WHAT IS REQUIRED: Everything in the entries except the pictures should be copied exactly.

INFORMATION SHOWN:
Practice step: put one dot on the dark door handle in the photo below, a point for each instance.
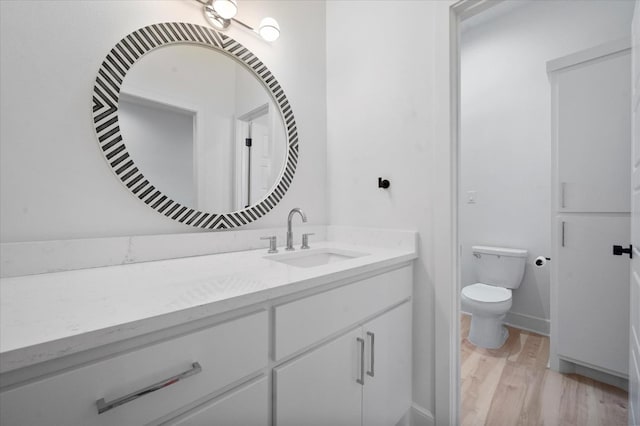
(619, 251)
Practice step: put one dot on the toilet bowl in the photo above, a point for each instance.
(499, 271)
(488, 306)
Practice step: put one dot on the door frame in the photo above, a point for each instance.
(447, 270)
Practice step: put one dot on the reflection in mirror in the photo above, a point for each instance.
(202, 128)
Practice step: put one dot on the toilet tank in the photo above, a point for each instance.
(500, 266)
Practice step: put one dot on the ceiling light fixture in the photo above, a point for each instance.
(220, 13)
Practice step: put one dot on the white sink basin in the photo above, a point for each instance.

SOLUTION FOR THIS PROBLEM:
Practice step: put one dot on the dark door handle in the photo below, a point for each instance.
(619, 251)
Practice step: put one dot on the toilet bowl in the photo above, a point for each instance.
(499, 271)
(488, 306)
Practice step: put one dot on the door frame in the photo above, a point for each instance.
(447, 270)
Practice step: put one dot on the reflection in mirror in the photo above, a point for each instance.
(202, 128)
Practice step: put one dot on the toilet tank in the photo above, a point for each instance.
(500, 266)
Practice step: put one dot on the ceiling light fixture in the photo above, a point for each instance.
(220, 13)
Practice step: put one dot on the white sink basin in the photo above, a point for each instance.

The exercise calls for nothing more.